** Opening Data for analysis block **
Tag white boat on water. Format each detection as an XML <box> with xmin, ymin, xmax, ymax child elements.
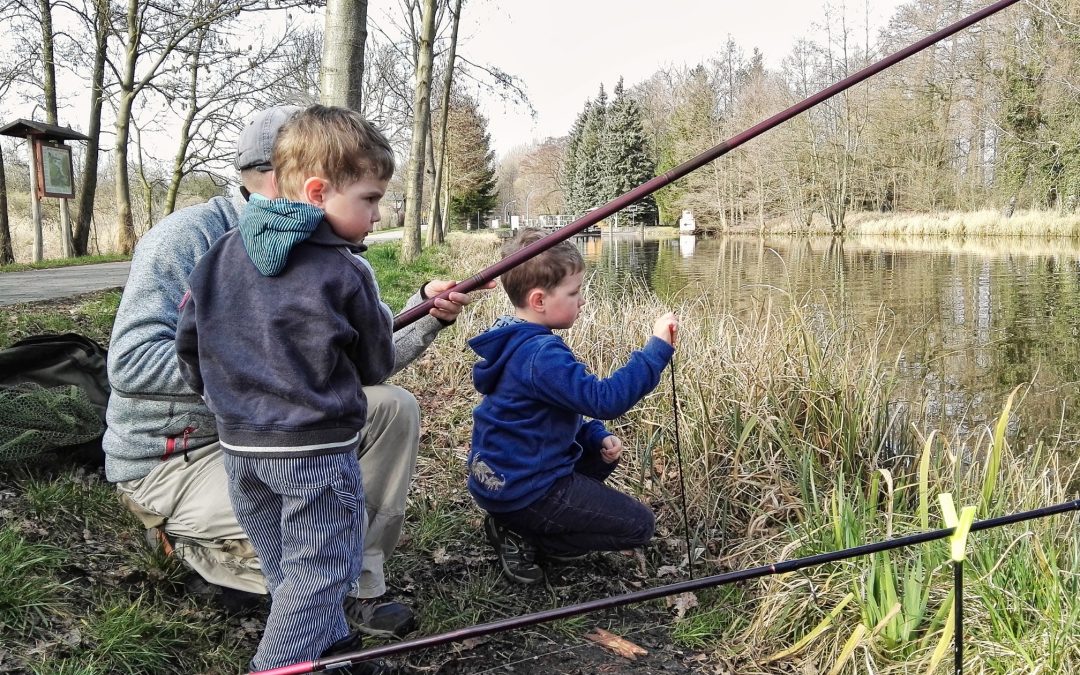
<box><xmin>678</xmin><ymin>209</ymin><xmax>696</xmax><ymax>233</ymax></box>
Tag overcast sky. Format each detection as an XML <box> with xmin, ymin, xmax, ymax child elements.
<box><xmin>389</xmin><ymin>0</ymin><xmax>910</xmax><ymax>156</ymax></box>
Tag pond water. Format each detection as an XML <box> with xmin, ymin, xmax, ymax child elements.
<box><xmin>577</xmin><ymin>231</ymin><xmax>1080</xmax><ymax>447</ymax></box>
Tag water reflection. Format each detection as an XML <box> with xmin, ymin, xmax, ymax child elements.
<box><xmin>580</xmin><ymin>232</ymin><xmax>1080</xmax><ymax>445</ymax></box>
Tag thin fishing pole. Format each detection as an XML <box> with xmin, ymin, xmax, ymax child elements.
<box><xmin>393</xmin><ymin>0</ymin><xmax>1024</xmax><ymax>332</ymax></box>
<box><xmin>669</xmin><ymin>359</ymin><xmax>693</xmax><ymax>580</ymax></box>
<box><xmin>251</xmin><ymin>497</ymin><xmax>1080</xmax><ymax>673</ymax></box>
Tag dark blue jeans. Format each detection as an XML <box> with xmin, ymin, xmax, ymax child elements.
<box><xmin>493</xmin><ymin>455</ymin><xmax>655</xmax><ymax>556</ymax></box>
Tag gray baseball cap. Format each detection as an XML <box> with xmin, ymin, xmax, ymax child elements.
<box><xmin>234</xmin><ymin>105</ymin><xmax>303</xmax><ymax>172</ymax></box>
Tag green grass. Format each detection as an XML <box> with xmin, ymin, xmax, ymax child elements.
<box><xmin>670</xmin><ymin>586</ymin><xmax>750</xmax><ymax>649</ymax></box>
<box><xmin>21</xmin><ymin>474</ymin><xmax>127</xmax><ymax>526</ymax></box>
<box><xmin>366</xmin><ymin>241</ymin><xmax>452</xmax><ymax>312</ymax></box>
<box><xmin>0</xmin><ymin>289</ymin><xmax>121</xmax><ymax>350</ymax></box>
<box><xmin>78</xmin><ymin>594</ymin><xmax>197</xmax><ymax>674</ymax></box>
<box><xmin>0</xmin><ymin>525</ymin><xmax>70</xmax><ymax>630</ymax></box>
<box><xmin>0</xmin><ymin>254</ymin><xmax>130</xmax><ymax>274</ymax></box>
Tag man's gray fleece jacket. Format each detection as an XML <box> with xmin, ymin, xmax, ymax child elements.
<box><xmin>103</xmin><ymin>195</ymin><xmax>448</xmax><ymax>483</ymax></box>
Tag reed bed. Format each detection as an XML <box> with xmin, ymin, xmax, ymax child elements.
<box><xmin>406</xmin><ymin>232</ymin><xmax>1080</xmax><ymax>673</ymax></box>
<box><xmin>847</xmin><ymin>209</ymin><xmax>1080</xmax><ymax>238</ymax></box>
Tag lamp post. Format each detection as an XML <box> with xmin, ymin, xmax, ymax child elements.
<box><xmin>503</xmin><ymin>199</ymin><xmax>516</xmax><ymax>228</ymax></box>
<box><xmin>524</xmin><ymin>188</ymin><xmax>540</xmax><ymax>228</ymax></box>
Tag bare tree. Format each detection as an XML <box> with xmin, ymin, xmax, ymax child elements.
<box><xmin>69</xmin><ymin>0</ymin><xmax>112</xmax><ymax>256</ymax></box>
<box><xmin>109</xmin><ymin>0</ymin><xmax>313</xmax><ymax>254</ymax></box>
<box><xmin>400</xmin><ymin>0</ymin><xmax>436</xmax><ymax>262</ymax></box>
<box><xmin>160</xmin><ymin>22</ymin><xmax>301</xmax><ymax>214</ymax></box>
<box><xmin>426</xmin><ymin>0</ymin><xmax>462</xmax><ymax>245</ymax></box>
<box><xmin>0</xmin><ymin>58</ymin><xmax>28</xmax><ymax>263</ymax></box>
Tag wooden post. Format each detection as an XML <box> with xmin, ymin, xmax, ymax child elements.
<box><xmin>28</xmin><ymin>136</ymin><xmax>43</xmax><ymax>262</ymax></box>
<box><xmin>60</xmin><ymin>199</ymin><xmax>74</xmax><ymax>257</ymax></box>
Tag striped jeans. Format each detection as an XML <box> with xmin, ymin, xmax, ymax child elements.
<box><xmin>223</xmin><ymin>451</ymin><xmax>365</xmax><ymax>671</ymax></box>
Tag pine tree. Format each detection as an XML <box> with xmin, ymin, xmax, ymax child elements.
<box><xmin>561</xmin><ymin>102</ymin><xmax>590</xmax><ymax>216</ymax></box>
<box><xmin>599</xmin><ymin>77</ymin><xmax>657</xmax><ymax>224</ymax></box>
<box><xmin>571</xmin><ymin>84</ymin><xmax>608</xmax><ymax>214</ymax></box>
<box><xmin>443</xmin><ymin>91</ymin><xmax>499</xmax><ymax>228</ymax></box>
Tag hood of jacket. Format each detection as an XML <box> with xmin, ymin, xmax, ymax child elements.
<box><xmin>468</xmin><ymin>320</ymin><xmax>554</xmax><ymax>396</ymax></box>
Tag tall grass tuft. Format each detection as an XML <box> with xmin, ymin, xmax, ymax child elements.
<box><xmin>0</xmin><ymin>526</ymin><xmax>69</xmax><ymax>630</ymax></box>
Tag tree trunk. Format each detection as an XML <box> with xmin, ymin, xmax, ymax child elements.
<box><xmin>114</xmin><ymin>0</ymin><xmax>140</xmax><ymax>255</ymax></box>
<box><xmin>320</xmin><ymin>0</ymin><xmax>368</xmax><ymax>110</ymax></box>
<box><xmin>164</xmin><ymin>28</ymin><xmax>204</xmax><ymax>215</ymax></box>
<box><xmin>425</xmin><ymin>127</ymin><xmax>441</xmax><ymax>245</ymax></box>
<box><xmin>115</xmin><ymin>91</ymin><xmax>137</xmax><ymax>254</ymax></box>
<box><xmin>0</xmin><ymin>143</ymin><xmax>12</xmax><ymax>264</ymax></box>
<box><xmin>427</xmin><ymin>140</ymin><xmax>446</xmax><ymax>243</ymax></box>
<box><xmin>74</xmin><ymin>0</ymin><xmax>108</xmax><ymax>256</ymax></box>
<box><xmin>426</xmin><ymin>0</ymin><xmax>462</xmax><ymax>246</ymax></box>
<box><xmin>401</xmin><ymin>0</ymin><xmax>437</xmax><ymax>263</ymax></box>
<box><xmin>38</xmin><ymin>0</ymin><xmax>57</xmax><ymax>124</ymax></box>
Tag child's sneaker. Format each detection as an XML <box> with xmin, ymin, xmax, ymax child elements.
<box><xmin>484</xmin><ymin>515</ymin><xmax>544</xmax><ymax>585</ymax></box>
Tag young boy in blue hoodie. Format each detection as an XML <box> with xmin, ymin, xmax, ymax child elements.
<box><xmin>176</xmin><ymin>105</ymin><xmax>394</xmax><ymax>673</ymax></box>
<box><xmin>468</xmin><ymin>228</ymin><xmax>678</xmax><ymax>584</ymax></box>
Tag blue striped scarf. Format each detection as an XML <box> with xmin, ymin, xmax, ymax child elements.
<box><xmin>238</xmin><ymin>197</ymin><xmax>325</xmax><ymax>276</ymax></box>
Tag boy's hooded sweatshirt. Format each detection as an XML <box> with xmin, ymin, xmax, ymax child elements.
<box><xmin>468</xmin><ymin>321</ymin><xmax>674</xmax><ymax>512</ymax></box>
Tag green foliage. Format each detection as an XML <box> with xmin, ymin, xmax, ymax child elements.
<box><xmin>442</xmin><ymin>90</ymin><xmax>499</xmax><ymax>229</ymax></box>
<box><xmin>670</xmin><ymin>586</ymin><xmax>748</xmax><ymax>649</ymax></box>
<box><xmin>563</xmin><ymin>79</ymin><xmax>658</xmax><ymax>221</ymax></box>
<box><xmin>569</xmin><ymin>84</ymin><xmax>608</xmax><ymax>214</ymax></box>
<box><xmin>21</xmin><ymin>474</ymin><xmax>131</xmax><ymax>534</ymax></box>
<box><xmin>599</xmin><ymin>78</ymin><xmax>658</xmax><ymax>224</ymax></box>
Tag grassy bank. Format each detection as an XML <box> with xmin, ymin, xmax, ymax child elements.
<box><xmin>0</xmin><ymin>254</ymin><xmax>131</xmax><ymax>274</ymax></box>
<box><xmin>2</xmin><ymin>233</ymin><xmax>1078</xmax><ymax>673</ymax></box>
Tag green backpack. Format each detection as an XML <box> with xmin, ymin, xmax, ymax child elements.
<box><xmin>0</xmin><ymin>333</ymin><xmax>109</xmax><ymax>463</ymax></box>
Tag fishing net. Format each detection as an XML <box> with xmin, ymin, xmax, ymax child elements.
<box><xmin>0</xmin><ymin>383</ymin><xmax>104</xmax><ymax>463</ymax></box>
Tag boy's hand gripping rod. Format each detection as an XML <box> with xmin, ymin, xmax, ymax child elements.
<box><xmin>394</xmin><ymin>0</ymin><xmax>1023</xmax><ymax>333</ymax></box>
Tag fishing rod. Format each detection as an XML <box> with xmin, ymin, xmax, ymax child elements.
<box><xmin>251</xmin><ymin>497</ymin><xmax>1080</xmax><ymax>673</ymax></box>
<box><xmin>393</xmin><ymin>0</ymin><xmax>1023</xmax><ymax>332</ymax></box>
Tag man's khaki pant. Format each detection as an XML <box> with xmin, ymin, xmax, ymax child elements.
<box><xmin>117</xmin><ymin>384</ymin><xmax>419</xmax><ymax>599</ymax></box>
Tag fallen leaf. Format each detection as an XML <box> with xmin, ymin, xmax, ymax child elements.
<box><xmin>666</xmin><ymin>591</ymin><xmax>699</xmax><ymax>621</ymax></box>
<box><xmin>432</xmin><ymin>547</ymin><xmax>451</xmax><ymax>564</ymax></box>
<box><xmin>459</xmin><ymin>636</ymin><xmax>490</xmax><ymax>651</ymax></box>
<box><xmin>656</xmin><ymin>565</ymin><xmax>681</xmax><ymax>578</ymax></box>
<box><xmin>585</xmin><ymin>628</ymin><xmax>649</xmax><ymax>661</ymax></box>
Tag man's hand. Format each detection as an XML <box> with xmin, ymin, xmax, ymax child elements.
<box><xmin>422</xmin><ymin>279</ymin><xmax>496</xmax><ymax>323</ymax></box>
<box><xmin>600</xmin><ymin>435</ymin><xmax>624</xmax><ymax>464</ymax></box>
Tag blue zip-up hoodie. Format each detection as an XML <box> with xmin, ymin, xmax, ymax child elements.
<box><xmin>467</xmin><ymin>320</ymin><xmax>674</xmax><ymax>512</ymax></box>
<box><xmin>175</xmin><ymin>218</ymin><xmax>394</xmax><ymax>457</ymax></box>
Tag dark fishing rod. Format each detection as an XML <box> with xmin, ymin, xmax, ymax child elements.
<box><xmin>394</xmin><ymin>0</ymin><xmax>1023</xmax><ymax>332</ymax></box>
<box><xmin>251</xmin><ymin>497</ymin><xmax>1080</xmax><ymax>674</ymax></box>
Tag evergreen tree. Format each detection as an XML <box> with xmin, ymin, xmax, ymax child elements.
<box><xmin>599</xmin><ymin>77</ymin><xmax>657</xmax><ymax>224</ymax></box>
<box><xmin>571</xmin><ymin>84</ymin><xmax>608</xmax><ymax>213</ymax></box>
<box><xmin>443</xmin><ymin>91</ymin><xmax>499</xmax><ymax>228</ymax></box>
<box><xmin>561</xmin><ymin>102</ymin><xmax>590</xmax><ymax>216</ymax></box>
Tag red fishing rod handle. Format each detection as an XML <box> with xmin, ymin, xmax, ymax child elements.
<box><xmin>393</xmin><ymin>0</ymin><xmax>1023</xmax><ymax>333</ymax></box>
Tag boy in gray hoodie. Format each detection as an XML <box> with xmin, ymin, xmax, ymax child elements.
<box><xmin>176</xmin><ymin>106</ymin><xmax>397</xmax><ymax>671</ymax></box>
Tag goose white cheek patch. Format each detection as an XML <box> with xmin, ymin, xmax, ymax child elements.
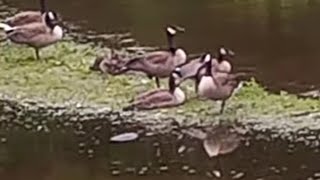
<box><xmin>48</xmin><ymin>12</ymin><xmax>55</xmax><ymax>20</ymax></box>
<box><xmin>220</xmin><ymin>48</ymin><xmax>227</xmax><ymax>55</ymax></box>
<box><xmin>204</xmin><ymin>54</ymin><xmax>211</xmax><ymax>62</ymax></box>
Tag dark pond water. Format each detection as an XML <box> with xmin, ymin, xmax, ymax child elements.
<box><xmin>3</xmin><ymin>0</ymin><xmax>320</xmax><ymax>92</ymax></box>
<box><xmin>0</xmin><ymin>121</ymin><xmax>320</xmax><ymax>180</ymax></box>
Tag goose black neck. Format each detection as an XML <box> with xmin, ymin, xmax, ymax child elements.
<box><xmin>168</xmin><ymin>75</ymin><xmax>176</xmax><ymax>93</ymax></box>
<box><xmin>40</xmin><ymin>0</ymin><xmax>46</xmax><ymax>14</ymax></box>
<box><xmin>204</xmin><ymin>60</ymin><xmax>212</xmax><ymax>76</ymax></box>
<box><xmin>166</xmin><ymin>32</ymin><xmax>176</xmax><ymax>54</ymax></box>
<box><xmin>217</xmin><ymin>53</ymin><xmax>224</xmax><ymax>63</ymax></box>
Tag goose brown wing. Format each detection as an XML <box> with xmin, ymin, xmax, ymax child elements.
<box><xmin>143</xmin><ymin>90</ymin><xmax>173</xmax><ymax>102</ymax></box>
<box><xmin>179</xmin><ymin>58</ymin><xmax>203</xmax><ymax>78</ymax></box>
<box><xmin>145</xmin><ymin>51</ymin><xmax>171</xmax><ymax>64</ymax></box>
<box><xmin>135</xmin><ymin>89</ymin><xmax>167</xmax><ymax>101</ymax></box>
<box><xmin>5</xmin><ymin>11</ymin><xmax>42</xmax><ymax>26</ymax></box>
<box><xmin>8</xmin><ymin>23</ymin><xmax>48</xmax><ymax>42</ymax></box>
<box><xmin>134</xmin><ymin>91</ymin><xmax>175</xmax><ymax>109</ymax></box>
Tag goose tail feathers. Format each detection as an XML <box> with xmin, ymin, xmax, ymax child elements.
<box><xmin>0</xmin><ymin>23</ymin><xmax>15</xmax><ymax>32</ymax></box>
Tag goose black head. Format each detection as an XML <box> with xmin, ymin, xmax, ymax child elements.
<box><xmin>172</xmin><ymin>67</ymin><xmax>183</xmax><ymax>78</ymax></box>
<box><xmin>166</xmin><ymin>25</ymin><xmax>185</xmax><ymax>36</ymax></box>
<box><xmin>217</xmin><ymin>47</ymin><xmax>235</xmax><ymax>62</ymax></box>
<box><xmin>44</xmin><ymin>11</ymin><xmax>59</xmax><ymax>29</ymax></box>
<box><xmin>197</xmin><ymin>53</ymin><xmax>213</xmax><ymax>76</ymax></box>
<box><xmin>168</xmin><ymin>67</ymin><xmax>183</xmax><ymax>92</ymax></box>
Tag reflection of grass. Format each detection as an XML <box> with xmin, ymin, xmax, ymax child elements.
<box><xmin>0</xmin><ymin>41</ymin><xmax>319</xmax><ymax>121</ymax></box>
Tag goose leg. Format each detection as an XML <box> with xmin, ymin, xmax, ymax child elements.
<box><xmin>155</xmin><ymin>77</ymin><xmax>160</xmax><ymax>88</ymax></box>
<box><xmin>220</xmin><ymin>100</ymin><xmax>226</xmax><ymax>114</ymax></box>
<box><xmin>34</xmin><ymin>48</ymin><xmax>40</xmax><ymax>60</ymax></box>
<box><xmin>194</xmin><ymin>78</ymin><xmax>199</xmax><ymax>94</ymax></box>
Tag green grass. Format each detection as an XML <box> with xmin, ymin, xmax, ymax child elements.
<box><xmin>0</xmin><ymin>40</ymin><xmax>319</xmax><ymax>121</ymax></box>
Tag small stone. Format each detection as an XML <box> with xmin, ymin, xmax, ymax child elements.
<box><xmin>111</xmin><ymin>170</ymin><xmax>120</xmax><ymax>176</ymax></box>
<box><xmin>87</xmin><ymin>149</ymin><xmax>94</xmax><ymax>154</ymax></box>
<box><xmin>110</xmin><ymin>161</ymin><xmax>122</xmax><ymax>166</ymax></box>
<box><xmin>206</xmin><ymin>171</ymin><xmax>213</xmax><ymax>178</ymax></box>
<box><xmin>230</xmin><ymin>170</ymin><xmax>237</xmax><ymax>175</ymax></box>
<box><xmin>314</xmin><ymin>172</ymin><xmax>320</xmax><ymax>177</ymax></box>
<box><xmin>125</xmin><ymin>167</ymin><xmax>136</xmax><ymax>173</ymax></box>
<box><xmin>212</xmin><ymin>170</ymin><xmax>221</xmax><ymax>178</ymax></box>
<box><xmin>300</xmin><ymin>164</ymin><xmax>308</xmax><ymax>169</ymax></box>
<box><xmin>281</xmin><ymin>167</ymin><xmax>288</xmax><ymax>172</ymax></box>
<box><xmin>141</xmin><ymin>167</ymin><xmax>148</xmax><ymax>171</ymax></box>
<box><xmin>188</xmin><ymin>169</ymin><xmax>196</xmax><ymax>175</ymax></box>
<box><xmin>178</xmin><ymin>146</ymin><xmax>186</xmax><ymax>154</ymax></box>
<box><xmin>159</xmin><ymin>166</ymin><xmax>168</xmax><ymax>172</ymax></box>
<box><xmin>153</xmin><ymin>142</ymin><xmax>160</xmax><ymax>147</ymax></box>
<box><xmin>182</xmin><ymin>165</ymin><xmax>189</xmax><ymax>171</ymax></box>
<box><xmin>94</xmin><ymin>139</ymin><xmax>101</xmax><ymax>145</ymax></box>
<box><xmin>232</xmin><ymin>172</ymin><xmax>245</xmax><ymax>179</ymax></box>
<box><xmin>307</xmin><ymin>136</ymin><xmax>317</xmax><ymax>140</ymax></box>
<box><xmin>145</xmin><ymin>132</ymin><xmax>154</xmax><ymax>137</ymax></box>
<box><xmin>138</xmin><ymin>170</ymin><xmax>146</xmax><ymax>176</ymax></box>
<box><xmin>1</xmin><ymin>137</ymin><xmax>7</xmax><ymax>143</ymax></box>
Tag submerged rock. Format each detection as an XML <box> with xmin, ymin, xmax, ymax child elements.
<box><xmin>110</xmin><ymin>132</ymin><xmax>139</xmax><ymax>142</ymax></box>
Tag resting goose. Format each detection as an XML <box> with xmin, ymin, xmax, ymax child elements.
<box><xmin>0</xmin><ymin>11</ymin><xmax>63</xmax><ymax>60</ymax></box>
<box><xmin>196</xmin><ymin>53</ymin><xmax>242</xmax><ymax>114</ymax></box>
<box><xmin>123</xmin><ymin>67</ymin><xmax>186</xmax><ymax>110</ymax></box>
<box><xmin>4</xmin><ymin>0</ymin><xmax>56</xmax><ymax>26</ymax></box>
<box><xmin>120</xmin><ymin>26</ymin><xmax>187</xmax><ymax>88</ymax></box>
<box><xmin>90</xmin><ymin>53</ymin><xmax>126</xmax><ymax>75</ymax></box>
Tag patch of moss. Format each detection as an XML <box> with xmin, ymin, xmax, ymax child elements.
<box><xmin>0</xmin><ymin>40</ymin><xmax>319</xmax><ymax>122</ymax></box>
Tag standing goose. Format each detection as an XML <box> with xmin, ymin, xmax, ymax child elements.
<box><xmin>4</xmin><ymin>0</ymin><xmax>56</xmax><ymax>26</ymax></box>
<box><xmin>0</xmin><ymin>11</ymin><xmax>63</xmax><ymax>60</ymax></box>
<box><xmin>175</xmin><ymin>47</ymin><xmax>235</xmax><ymax>92</ymax></box>
<box><xmin>123</xmin><ymin>67</ymin><xmax>186</xmax><ymax>110</ymax></box>
<box><xmin>119</xmin><ymin>26</ymin><xmax>187</xmax><ymax>88</ymax></box>
<box><xmin>196</xmin><ymin>53</ymin><xmax>242</xmax><ymax>114</ymax></box>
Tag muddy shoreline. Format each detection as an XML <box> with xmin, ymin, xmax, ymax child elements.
<box><xmin>0</xmin><ymin>93</ymin><xmax>319</xmax><ymax>143</ymax></box>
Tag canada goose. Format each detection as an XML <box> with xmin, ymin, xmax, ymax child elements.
<box><xmin>123</xmin><ymin>67</ymin><xmax>186</xmax><ymax>110</ymax></box>
<box><xmin>175</xmin><ymin>47</ymin><xmax>235</xmax><ymax>92</ymax></box>
<box><xmin>0</xmin><ymin>11</ymin><xmax>63</xmax><ymax>60</ymax></box>
<box><xmin>119</xmin><ymin>26</ymin><xmax>187</xmax><ymax>88</ymax></box>
<box><xmin>213</xmin><ymin>46</ymin><xmax>235</xmax><ymax>72</ymax></box>
<box><xmin>90</xmin><ymin>53</ymin><xmax>126</xmax><ymax>75</ymax></box>
<box><xmin>196</xmin><ymin>53</ymin><xmax>242</xmax><ymax>114</ymax></box>
<box><xmin>4</xmin><ymin>0</ymin><xmax>56</xmax><ymax>26</ymax></box>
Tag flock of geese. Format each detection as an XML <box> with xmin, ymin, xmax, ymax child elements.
<box><xmin>0</xmin><ymin>0</ymin><xmax>249</xmax><ymax>114</ymax></box>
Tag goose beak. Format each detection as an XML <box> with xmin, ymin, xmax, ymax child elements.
<box><xmin>169</xmin><ymin>24</ymin><xmax>185</xmax><ymax>33</ymax></box>
<box><xmin>228</xmin><ymin>49</ymin><xmax>235</xmax><ymax>57</ymax></box>
<box><xmin>175</xmin><ymin>26</ymin><xmax>185</xmax><ymax>33</ymax></box>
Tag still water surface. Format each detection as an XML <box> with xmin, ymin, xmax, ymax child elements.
<box><xmin>4</xmin><ymin>0</ymin><xmax>320</xmax><ymax>92</ymax></box>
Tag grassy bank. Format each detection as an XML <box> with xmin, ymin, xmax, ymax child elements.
<box><xmin>0</xmin><ymin>40</ymin><xmax>319</xmax><ymax>123</ymax></box>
** Closing Data for analysis block **
Instructions to follow
Produce exactly the lines from the one containing "Tag goose beak." through the final line of the records above, both included, and no others.

Response area
Tag goose beak. Format each detection as an XML <box> with xmin, ymin, xmax, ymax child elements.
<box><xmin>169</xmin><ymin>24</ymin><xmax>185</xmax><ymax>33</ymax></box>
<box><xmin>228</xmin><ymin>49</ymin><xmax>235</xmax><ymax>57</ymax></box>
<box><xmin>175</xmin><ymin>26</ymin><xmax>185</xmax><ymax>33</ymax></box>
Tag still water surface. Format each detection as an XML <box> with xmin, ymin, xmax, ymax child elements.
<box><xmin>4</xmin><ymin>0</ymin><xmax>320</xmax><ymax>92</ymax></box>
Tag grassy bank. Format each detection as an XML <box> with xmin, ymin, xmax, ymax child elements.
<box><xmin>0</xmin><ymin>40</ymin><xmax>319</xmax><ymax>123</ymax></box>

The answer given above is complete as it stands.